:: Dataset excerpts ::
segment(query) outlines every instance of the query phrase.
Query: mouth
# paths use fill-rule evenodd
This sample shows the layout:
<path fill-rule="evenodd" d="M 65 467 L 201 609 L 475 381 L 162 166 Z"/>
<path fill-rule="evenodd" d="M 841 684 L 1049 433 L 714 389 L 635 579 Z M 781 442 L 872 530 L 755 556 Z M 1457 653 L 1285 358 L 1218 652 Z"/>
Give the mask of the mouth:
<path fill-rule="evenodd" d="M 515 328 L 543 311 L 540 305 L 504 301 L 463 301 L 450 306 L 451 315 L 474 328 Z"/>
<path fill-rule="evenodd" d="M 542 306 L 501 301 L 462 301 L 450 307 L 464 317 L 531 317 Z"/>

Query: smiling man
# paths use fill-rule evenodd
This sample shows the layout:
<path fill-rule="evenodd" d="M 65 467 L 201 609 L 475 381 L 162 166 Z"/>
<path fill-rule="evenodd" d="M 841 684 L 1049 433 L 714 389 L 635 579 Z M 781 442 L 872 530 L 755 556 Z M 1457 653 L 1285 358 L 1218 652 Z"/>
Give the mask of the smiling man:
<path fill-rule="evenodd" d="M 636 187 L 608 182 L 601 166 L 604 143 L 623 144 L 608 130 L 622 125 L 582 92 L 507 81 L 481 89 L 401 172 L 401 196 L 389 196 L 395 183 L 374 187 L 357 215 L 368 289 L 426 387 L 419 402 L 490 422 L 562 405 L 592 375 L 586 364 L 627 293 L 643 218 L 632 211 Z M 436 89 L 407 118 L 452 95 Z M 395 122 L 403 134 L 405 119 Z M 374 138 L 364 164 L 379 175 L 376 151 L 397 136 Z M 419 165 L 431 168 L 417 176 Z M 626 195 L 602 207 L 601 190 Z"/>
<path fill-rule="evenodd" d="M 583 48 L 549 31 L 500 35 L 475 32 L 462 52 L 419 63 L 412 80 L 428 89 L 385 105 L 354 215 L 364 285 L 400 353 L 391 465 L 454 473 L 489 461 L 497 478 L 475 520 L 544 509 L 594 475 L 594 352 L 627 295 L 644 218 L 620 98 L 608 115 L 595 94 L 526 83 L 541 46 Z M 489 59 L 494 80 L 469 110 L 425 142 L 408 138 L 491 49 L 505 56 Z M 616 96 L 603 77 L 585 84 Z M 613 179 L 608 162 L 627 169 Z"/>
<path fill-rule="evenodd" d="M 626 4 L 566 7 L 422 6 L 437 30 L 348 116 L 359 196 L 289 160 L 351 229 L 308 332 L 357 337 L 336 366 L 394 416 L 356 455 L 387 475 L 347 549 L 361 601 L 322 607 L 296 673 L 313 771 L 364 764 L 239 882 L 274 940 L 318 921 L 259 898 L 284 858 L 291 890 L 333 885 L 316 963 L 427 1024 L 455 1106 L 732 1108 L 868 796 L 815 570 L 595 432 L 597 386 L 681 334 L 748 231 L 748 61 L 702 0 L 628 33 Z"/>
:::
> **Work task**
Reproduce the data in full, exactly as presented.

> **Answer**
segment(query) outlines every instance of the query phrase.
Query: mouth
# paths use fill-rule evenodd
This sample shows the layout:
<path fill-rule="evenodd" d="M 65 467 L 201 609 L 475 381 L 162 166 Z"/>
<path fill-rule="evenodd" d="M 841 684 L 1049 433 L 714 389 L 635 579 Z M 781 442 L 872 530 L 755 556 Z M 1457 653 L 1285 358 L 1218 652 Z"/>
Give the mask of the mouth:
<path fill-rule="evenodd" d="M 515 328 L 543 311 L 540 305 L 504 301 L 463 301 L 450 306 L 451 315 L 474 328 Z"/>
<path fill-rule="evenodd" d="M 542 306 L 501 301 L 462 301 L 450 307 L 464 317 L 531 317 Z"/>

Query: smiling man
# paths use fill-rule evenodd
This sample shows the layout:
<path fill-rule="evenodd" d="M 65 467 L 201 609 L 475 381 L 162 166 Z"/>
<path fill-rule="evenodd" d="M 841 684 L 1049 433 L 714 389 L 635 579 Z M 781 442 L 872 530 L 755 556 Z M 1457 653 L 1285 358 L 1218 652 Z"/>
Give the mask of the smiling man:
<path fill-rule="evenodd" d="M 636 187 L 608 182 L 601 166 L 604 143 L 623 144 L 608 130 L 622 125 L 582 92 L 507 81 L 481 89 L 401 172 L 401 196 L 389 196 L 395 183 L 374 187 L 357 215 L 368 289 L 426 387 L 419 402 L 490 422 L 562 405 L 592 375 L 586 364 L 627 293 L 643 218 L 632 211 Z M 436 89 L 407 118 L 452 95 Z M 395 122 L 403 134 L 405 119 Z M 374 138 L 364 164 L 379 175 L 376 151 L 397 136 Z M 419 165 L 431 168 L 417 176 Z M 626 195 L 602 207 L 601 190 Z"/>
<path fill-rule="evenodd" d="M 583 48 L 549 31 L 500 35 L 475 32 L 462 52 L 419 63 L 412 80 L 428 89 L 385 105 L 354 215 L 364 285 L 400 353 L 391 465 L 454 473 L 489 461 L 497 478 L 475 520 L 544 509 L 594 475 L 594 352 L 627 295 L 644 218 L 620 98 L 608 115 L 595 94 L 526 83 L 541 46 Z M 489 59 L 494 80 L 469 110 L 425 142 L 408 138 L 491 49 L 505 56 Z M 616 96 L 603 77 L 585 84 Z M 613 179 L 608 162 L 627 169 Z"/>
<path fill-rule="evenodd" d="M 626 4 L 566 7 L 422 6 L 437 30 L 348 116 L 359 196 L 289 160 L 351 229 L 308 332 L 357 337 L 336 366 L 394 416 L 356 455 L 387 475 L 347 549 L 361 601 L 322 607 L 296 673 L 313 771 L 364 764 L 239 882 L 274 940 L 318 921 L 259 898 L 284 858 L 291 890 L 333 885 L 316 963 L 427 1024 L 455 1106 L 732 1108 L 868 796 L 815 570 L 595 432 L 597 386 L 681 334 L 748 231 L 748 61 L 702 0 L 628 33 Z"/>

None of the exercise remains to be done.